DIRECTIONS FOR THIS TASK: Give back, word for word, only the lines from the opening of the records through the one with "target | shirt collar". Pictures stay out.

SUPPLIED RECORDS:
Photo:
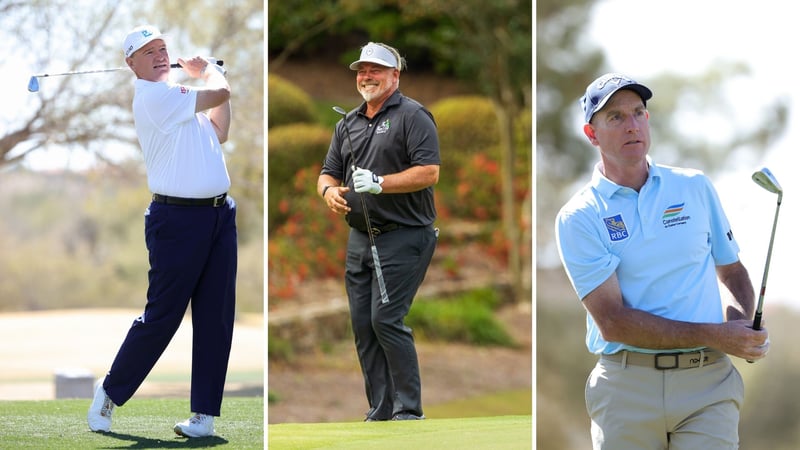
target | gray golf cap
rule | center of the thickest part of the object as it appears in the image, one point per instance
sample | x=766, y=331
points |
x=601, y=89
x=376, y=54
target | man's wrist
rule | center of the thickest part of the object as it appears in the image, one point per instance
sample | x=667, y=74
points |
x=212, y=67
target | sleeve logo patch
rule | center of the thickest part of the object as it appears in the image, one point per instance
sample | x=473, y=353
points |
x=673, y=216
x=617, y=230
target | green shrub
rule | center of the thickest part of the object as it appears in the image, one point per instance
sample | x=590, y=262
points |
x=466, y=124
x=291, y=148
x=468, y=318
x=287, y=103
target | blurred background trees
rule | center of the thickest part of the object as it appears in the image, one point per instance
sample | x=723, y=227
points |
x=71, y=174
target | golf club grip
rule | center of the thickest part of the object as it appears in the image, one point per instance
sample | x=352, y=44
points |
x=178, y=66
x=756, y=326
x=379, y=274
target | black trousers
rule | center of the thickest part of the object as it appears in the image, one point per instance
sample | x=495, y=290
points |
x=385, y=345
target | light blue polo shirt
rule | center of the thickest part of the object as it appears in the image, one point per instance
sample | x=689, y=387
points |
x=663, y=243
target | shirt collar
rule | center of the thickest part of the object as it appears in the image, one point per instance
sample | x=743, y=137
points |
x=608, y=188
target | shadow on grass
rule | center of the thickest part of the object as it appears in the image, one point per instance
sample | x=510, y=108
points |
x=177, y=442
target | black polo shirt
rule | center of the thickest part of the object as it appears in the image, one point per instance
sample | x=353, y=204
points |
x=401, y=135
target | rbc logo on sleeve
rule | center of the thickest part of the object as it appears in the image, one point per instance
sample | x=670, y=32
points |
x=616, y=228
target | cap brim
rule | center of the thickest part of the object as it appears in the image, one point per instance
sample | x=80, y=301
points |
x=380, y=62
x=645, y=93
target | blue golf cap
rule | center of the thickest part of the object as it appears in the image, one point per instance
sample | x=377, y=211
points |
x=601, y=89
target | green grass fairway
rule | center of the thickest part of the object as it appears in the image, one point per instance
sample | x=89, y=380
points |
x=145, y=423
x=501, y=432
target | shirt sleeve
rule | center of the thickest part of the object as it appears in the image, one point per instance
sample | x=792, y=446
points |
x=586, y=260
x=724, y=247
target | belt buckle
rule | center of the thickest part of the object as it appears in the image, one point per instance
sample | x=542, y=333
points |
x=675, y=362
x=218, y=201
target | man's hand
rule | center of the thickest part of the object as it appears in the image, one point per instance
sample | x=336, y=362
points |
x=366, y=181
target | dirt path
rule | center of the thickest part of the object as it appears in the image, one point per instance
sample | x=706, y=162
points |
x=37, y=344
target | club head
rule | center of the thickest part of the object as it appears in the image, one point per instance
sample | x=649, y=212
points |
x=764, y=178
x=33, y=85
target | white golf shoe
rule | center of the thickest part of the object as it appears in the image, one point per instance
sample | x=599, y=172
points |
x=99, y=416
x=199, y=425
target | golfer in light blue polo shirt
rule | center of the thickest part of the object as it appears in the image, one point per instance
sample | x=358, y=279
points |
x=663, y=243
x=646, y=247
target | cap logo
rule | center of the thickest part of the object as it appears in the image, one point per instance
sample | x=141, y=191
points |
x=616, y=79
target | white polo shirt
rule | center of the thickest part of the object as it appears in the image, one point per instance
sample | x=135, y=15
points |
x=663, y=243
x=181, y=151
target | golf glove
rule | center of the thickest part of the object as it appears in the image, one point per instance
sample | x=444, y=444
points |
x=366, y=181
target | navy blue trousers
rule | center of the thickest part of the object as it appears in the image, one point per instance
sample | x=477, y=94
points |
x=385, y=345
x=193, y=258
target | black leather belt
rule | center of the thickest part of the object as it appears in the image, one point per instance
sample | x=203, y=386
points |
x=216, y=202
x=378, y=230
x=666, y=361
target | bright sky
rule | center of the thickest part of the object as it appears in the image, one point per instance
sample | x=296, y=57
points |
x=646, y=38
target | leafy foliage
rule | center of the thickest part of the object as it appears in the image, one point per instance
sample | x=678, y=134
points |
x=291, y=148
x=467, y=318
x=288, y=104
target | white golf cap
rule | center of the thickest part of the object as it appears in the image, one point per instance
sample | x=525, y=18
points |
x=139, y=37
x=377, y=54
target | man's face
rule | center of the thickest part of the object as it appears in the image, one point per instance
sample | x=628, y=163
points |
x=150, y=62
x=621, y=129
x=375, y=82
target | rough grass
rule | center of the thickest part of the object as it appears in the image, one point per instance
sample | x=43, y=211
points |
x=499, y=432
x=141, y=423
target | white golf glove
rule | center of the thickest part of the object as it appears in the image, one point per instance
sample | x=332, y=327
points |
x=366, y=181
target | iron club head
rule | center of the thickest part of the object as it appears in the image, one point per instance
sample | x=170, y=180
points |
x=33, y=85
x=764, y=178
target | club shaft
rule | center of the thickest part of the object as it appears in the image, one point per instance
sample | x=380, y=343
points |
x=760, y=305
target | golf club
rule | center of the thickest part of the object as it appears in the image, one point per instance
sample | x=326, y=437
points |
x=764, y=178
x=375, y=259
x=33, y=83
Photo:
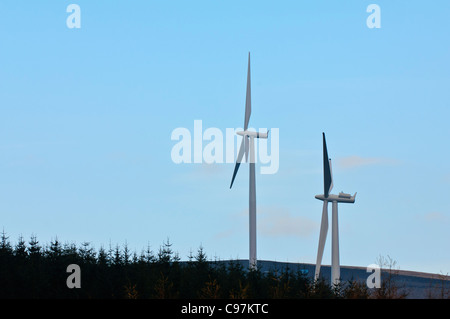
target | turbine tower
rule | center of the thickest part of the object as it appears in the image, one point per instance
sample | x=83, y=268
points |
x=335, y=199
x=247, y=145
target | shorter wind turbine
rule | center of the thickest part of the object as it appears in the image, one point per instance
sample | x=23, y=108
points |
x=335, y=199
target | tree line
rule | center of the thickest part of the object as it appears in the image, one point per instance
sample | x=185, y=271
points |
x=31, y=270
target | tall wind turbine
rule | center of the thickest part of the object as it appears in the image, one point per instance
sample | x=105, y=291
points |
x=247, y=145
x=335, y=199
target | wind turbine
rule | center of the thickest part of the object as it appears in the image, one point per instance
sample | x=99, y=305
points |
x=247, y=145
x=335, y=199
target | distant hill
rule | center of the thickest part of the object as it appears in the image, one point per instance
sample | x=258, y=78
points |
x=418, y=285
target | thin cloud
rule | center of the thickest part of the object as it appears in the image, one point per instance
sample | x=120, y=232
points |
x=279, y=222
x=358, y=161
x=435, y=217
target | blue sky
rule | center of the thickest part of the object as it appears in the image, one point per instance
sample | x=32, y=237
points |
x=87, y=116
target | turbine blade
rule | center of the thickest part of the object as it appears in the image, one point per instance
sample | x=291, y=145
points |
x=247, y=143
x=248, y=98
x=238, y=161
x=322, y=238
x=327, y=178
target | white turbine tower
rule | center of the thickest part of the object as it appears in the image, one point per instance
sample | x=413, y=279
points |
x=247, y=145
x=335, y=199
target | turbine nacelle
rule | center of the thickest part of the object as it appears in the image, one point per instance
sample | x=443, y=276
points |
x=253, y=134
x=341, y=198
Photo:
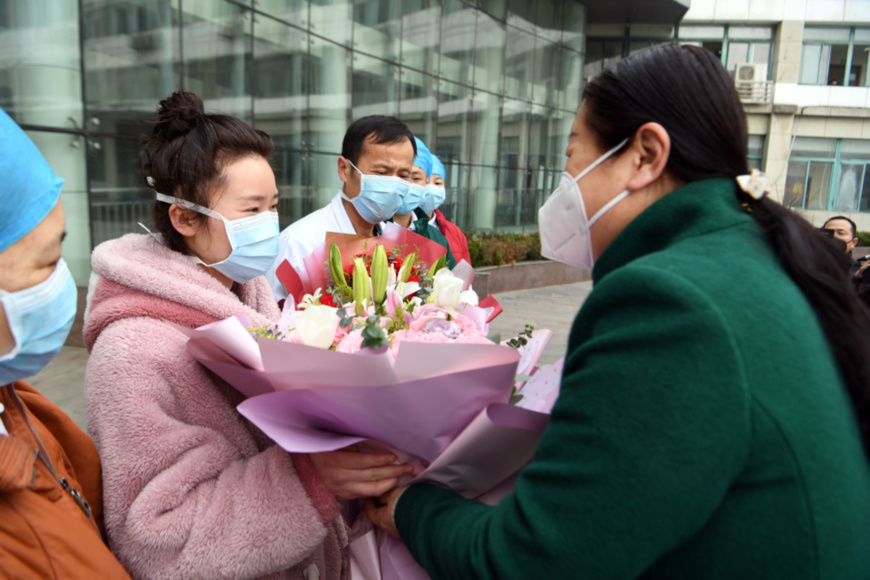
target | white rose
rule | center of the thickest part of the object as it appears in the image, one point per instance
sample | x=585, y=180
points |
x=316, y=325
x=446, y=288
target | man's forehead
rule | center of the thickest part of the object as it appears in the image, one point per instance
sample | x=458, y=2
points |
x=387, y=154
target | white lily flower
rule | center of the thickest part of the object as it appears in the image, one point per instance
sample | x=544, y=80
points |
x=317, y=325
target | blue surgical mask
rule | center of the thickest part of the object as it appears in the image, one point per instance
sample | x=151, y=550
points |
x=412, y=200
x=435, y=195
x=40, y=318
x=254, y=240
x=379, y=196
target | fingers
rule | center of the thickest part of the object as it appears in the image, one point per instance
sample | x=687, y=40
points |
x=349, y=474
x=379, y=515
x=356, y=460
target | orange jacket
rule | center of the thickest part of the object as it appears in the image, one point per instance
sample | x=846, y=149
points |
x=45, y=530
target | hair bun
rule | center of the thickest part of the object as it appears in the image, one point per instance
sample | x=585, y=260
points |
x=178, y=115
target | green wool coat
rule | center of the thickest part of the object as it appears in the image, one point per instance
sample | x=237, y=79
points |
x=702, y=430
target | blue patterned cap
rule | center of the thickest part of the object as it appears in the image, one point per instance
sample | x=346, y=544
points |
x=438, y=167
x=423, y=160
x=29, y=188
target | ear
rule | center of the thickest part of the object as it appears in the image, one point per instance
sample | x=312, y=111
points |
x=651, y=149
x=184, y=221
x=343, y=168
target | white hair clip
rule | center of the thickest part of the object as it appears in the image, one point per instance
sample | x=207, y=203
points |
x=756, y=184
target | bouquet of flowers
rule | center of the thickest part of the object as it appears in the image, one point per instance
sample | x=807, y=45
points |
x=377, y=347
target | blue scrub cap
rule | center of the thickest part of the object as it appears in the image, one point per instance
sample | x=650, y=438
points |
x=438, y=168
x=29, y=189
x=423, y=160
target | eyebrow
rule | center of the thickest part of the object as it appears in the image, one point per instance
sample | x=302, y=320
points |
x=257, y=197
x=381, y=164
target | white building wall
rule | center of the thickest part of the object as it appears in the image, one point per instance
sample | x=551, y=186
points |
x=795, y=109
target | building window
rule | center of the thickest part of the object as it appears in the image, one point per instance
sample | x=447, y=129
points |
x=755, y=151
x=829, y=52
x=734, y=45
x=828, y=174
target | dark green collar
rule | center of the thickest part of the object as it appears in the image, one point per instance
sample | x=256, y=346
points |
x=694, y=209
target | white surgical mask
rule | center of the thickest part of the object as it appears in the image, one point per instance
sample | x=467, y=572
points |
x=254, y=240
x=564, y=224
x=379, y=196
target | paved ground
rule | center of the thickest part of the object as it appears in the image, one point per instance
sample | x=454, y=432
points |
x=550, y=307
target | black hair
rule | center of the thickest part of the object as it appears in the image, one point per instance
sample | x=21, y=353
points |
x=382, y=129
x=688, y=91
x=186, y=152
x=851, y=223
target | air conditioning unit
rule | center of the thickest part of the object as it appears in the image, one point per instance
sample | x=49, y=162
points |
x=750, y=72
x=751, y=81
x=146, y=41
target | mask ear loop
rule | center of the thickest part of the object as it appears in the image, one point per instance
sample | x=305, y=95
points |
x=600, y=160
x=205, y=211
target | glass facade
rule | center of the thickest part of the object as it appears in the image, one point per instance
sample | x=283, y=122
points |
x=492, y=86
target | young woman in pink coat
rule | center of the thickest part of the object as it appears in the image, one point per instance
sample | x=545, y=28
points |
x=192, y=490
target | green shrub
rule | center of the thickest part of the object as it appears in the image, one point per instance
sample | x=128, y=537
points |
x=498, y=249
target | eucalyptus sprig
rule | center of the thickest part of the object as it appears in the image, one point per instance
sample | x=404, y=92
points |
x=522, y=339
x=373, y=335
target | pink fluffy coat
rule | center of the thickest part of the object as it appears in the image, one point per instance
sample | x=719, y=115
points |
x=192, y=490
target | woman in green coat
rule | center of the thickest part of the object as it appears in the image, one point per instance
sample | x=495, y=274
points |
x=714, y=415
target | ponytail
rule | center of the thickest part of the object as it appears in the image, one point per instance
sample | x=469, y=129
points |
x=688, y=91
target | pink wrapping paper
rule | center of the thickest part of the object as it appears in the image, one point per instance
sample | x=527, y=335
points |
x=442, y=403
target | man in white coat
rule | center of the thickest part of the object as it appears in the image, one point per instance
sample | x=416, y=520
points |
x=375, y=163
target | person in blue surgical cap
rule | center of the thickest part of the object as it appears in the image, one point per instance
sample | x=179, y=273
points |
x=51, y=508
x=411, y=214
x=435, y=194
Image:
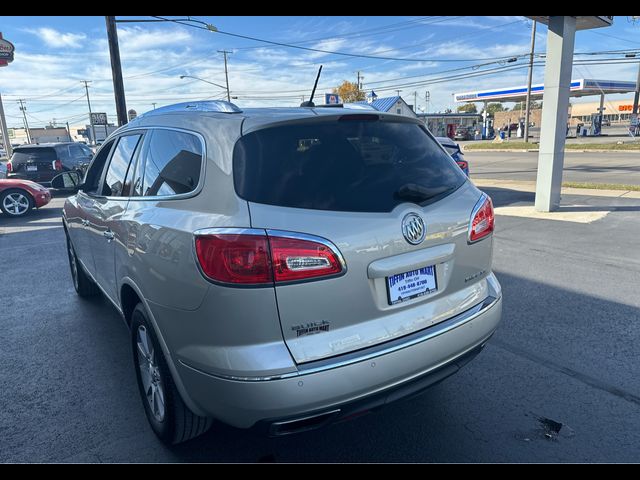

ANSWER SECTION:
Photo:
target | gray golf cap
rule | center of the thickest part of the object as it appears in the image, one point per instance
sample | x=766, y=331
points |
x=601, y=89
x=376, y=54
target | man's wrist
rule | center of the thickest part of the object as it appears in the image, one point per instance
sample | x=667, y=74
points |
x=212, y=67
target | sleeve logo patch
rule | center of the thickest part of the object as it appears in the image, one point per instance
sample | x=473, y=353
points |
x=673, y=216
x=617, y=230
target | green shrub
rule | center of the thickest part of the object as it appears in the image, one point per instance
sample | x=590, y=262
points |
x=466, y=124
x=291, y=148
x=468, y=318
x=287, y=103
target | blurred background trees
rule | center of the thickest part of the object as it appears in the image, one point per instance
sample | x=723, y=227
points |
x=71, y=174
target | golf club grip
rule | center of the thickest part of the object as it appears in the image, one point per instance
sample | x=352, y=44
points |
x=178, y=66
x=756, y=326
x=379, y=274
target | black trousers
rule | center of the thickest part of the object as it appears in the image, one point per instance
sample | x=495, y=290
points |
x=385, y=345
target | light blue polo shirt
rule | center of the thickest part of the object as it appears in the image, one point per instance
sample | x=689, y=387
points |
x=663, y=243
target | shirt collar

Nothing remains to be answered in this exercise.